───── Selected passage

China's chief envoy to six-party talks on North Korea's nuclear disarmament will visit South Korea next week for talks, the foreign ministry said Friday.

Wu Dawei will meet his counterpart Wi Sung-Lac on Tuesday and Foreign Minister Kim Sung-Hwan on Wednesday, the ministry said in a statement.

"The two sides will review recent inter-Korean ties and the North Korean nuclear issue and exchange views on ways to deal with them," it said.

Diplomatic efforts are resuming after a year of high cross-border military tensions.

Wi visited Washington last week and US Secretary of State Hillary Clinton came to Seoul last weekend to coordinate the next move on the communist North.

Former US president Jimmy Carter, an advocate of reaching out to Pyongyang, is expected to visit the North next week with fellow elder statesmen.

A US-North Korean agreement on dismantling the North's nuclear programme broke down in 2002 and a subsequent six-nation deal reached in 2005 has also collapsed.

──────────
───── Dataset content

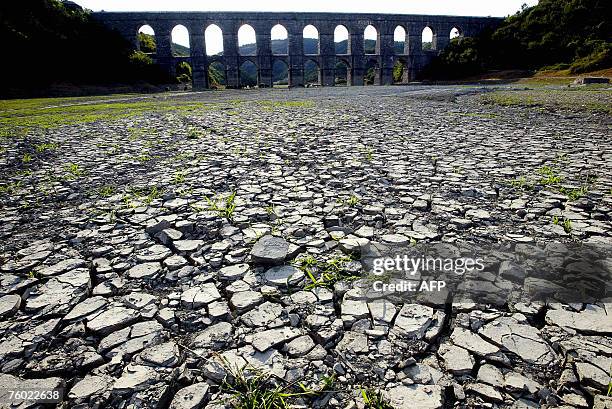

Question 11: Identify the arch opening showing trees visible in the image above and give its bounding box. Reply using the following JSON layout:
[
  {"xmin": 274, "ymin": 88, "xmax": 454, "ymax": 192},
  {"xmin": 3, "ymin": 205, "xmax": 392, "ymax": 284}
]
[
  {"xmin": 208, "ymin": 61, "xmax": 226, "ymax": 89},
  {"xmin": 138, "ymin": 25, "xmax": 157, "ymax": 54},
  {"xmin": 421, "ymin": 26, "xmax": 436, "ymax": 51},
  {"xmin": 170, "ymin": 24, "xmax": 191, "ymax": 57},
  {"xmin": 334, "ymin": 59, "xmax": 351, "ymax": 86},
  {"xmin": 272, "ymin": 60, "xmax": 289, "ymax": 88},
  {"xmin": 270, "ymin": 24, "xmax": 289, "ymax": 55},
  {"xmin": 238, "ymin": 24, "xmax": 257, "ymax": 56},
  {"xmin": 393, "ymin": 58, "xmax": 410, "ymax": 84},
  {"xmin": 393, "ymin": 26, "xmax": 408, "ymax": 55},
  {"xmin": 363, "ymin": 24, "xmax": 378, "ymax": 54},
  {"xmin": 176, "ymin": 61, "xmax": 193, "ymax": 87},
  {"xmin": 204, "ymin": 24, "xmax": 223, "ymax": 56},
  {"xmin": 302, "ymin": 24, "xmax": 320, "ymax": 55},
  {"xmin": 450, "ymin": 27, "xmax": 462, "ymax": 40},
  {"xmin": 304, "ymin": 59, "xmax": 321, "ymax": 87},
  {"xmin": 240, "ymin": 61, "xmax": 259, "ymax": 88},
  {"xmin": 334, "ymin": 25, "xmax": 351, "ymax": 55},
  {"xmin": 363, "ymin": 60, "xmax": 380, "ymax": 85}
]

──────────
───── Dataset content

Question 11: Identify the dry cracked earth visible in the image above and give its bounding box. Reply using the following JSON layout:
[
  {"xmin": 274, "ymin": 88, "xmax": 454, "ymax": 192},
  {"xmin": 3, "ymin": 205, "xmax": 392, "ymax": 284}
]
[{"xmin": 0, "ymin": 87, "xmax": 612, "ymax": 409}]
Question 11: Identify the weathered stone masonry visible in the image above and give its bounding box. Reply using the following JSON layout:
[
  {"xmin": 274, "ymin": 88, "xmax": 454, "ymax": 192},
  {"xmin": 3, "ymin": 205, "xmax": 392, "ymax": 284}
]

──────────

• Your tasks
1. Using the report on China's nuclear envoy, decide whether each statement agrees with it. Answer yes or no and quote the words that settle it.
(a) Wu Dawei will meet Foreign Minister Kim Sung-Hwan on Tuesday.
(b) Hillary Clinton came to Seoul last weekend.
(c) The six-nation deal reached in 2005 is still in force.
2. Resume the news report on China's nuclear envoy visiting South Korea, starting after its last sentence.

• List of answers
1.
(a) No: "Wu Dawei will meet his counterpart Wi Sung-Lac on Tuesday and Foreign Minister Kim Sung-Hwan on Wednesday"
(b) Yes: "US Secretary of State Hillary Clinton came to Seoul last weekend"
(c) No: "a subsequent six-nation deal reached in 2005 has also collapsed"

2.
In November the North disclosed an apparently functional uranium enrichment plant, giving it a potential second way to make atomic bombs — in addition to its plutonium programme — although it says the programme is peaceful.

Efforts by Washington and Seoul in February to address the uranium programme at the UN Security Council failed amid opposition from Beijing, Pyongyang's strong ally.

Tensions have been high on the peninsula since the North's alleged sinking of a South Korean warship in March 2010. Last November it shelled a South Korean island, killing four people.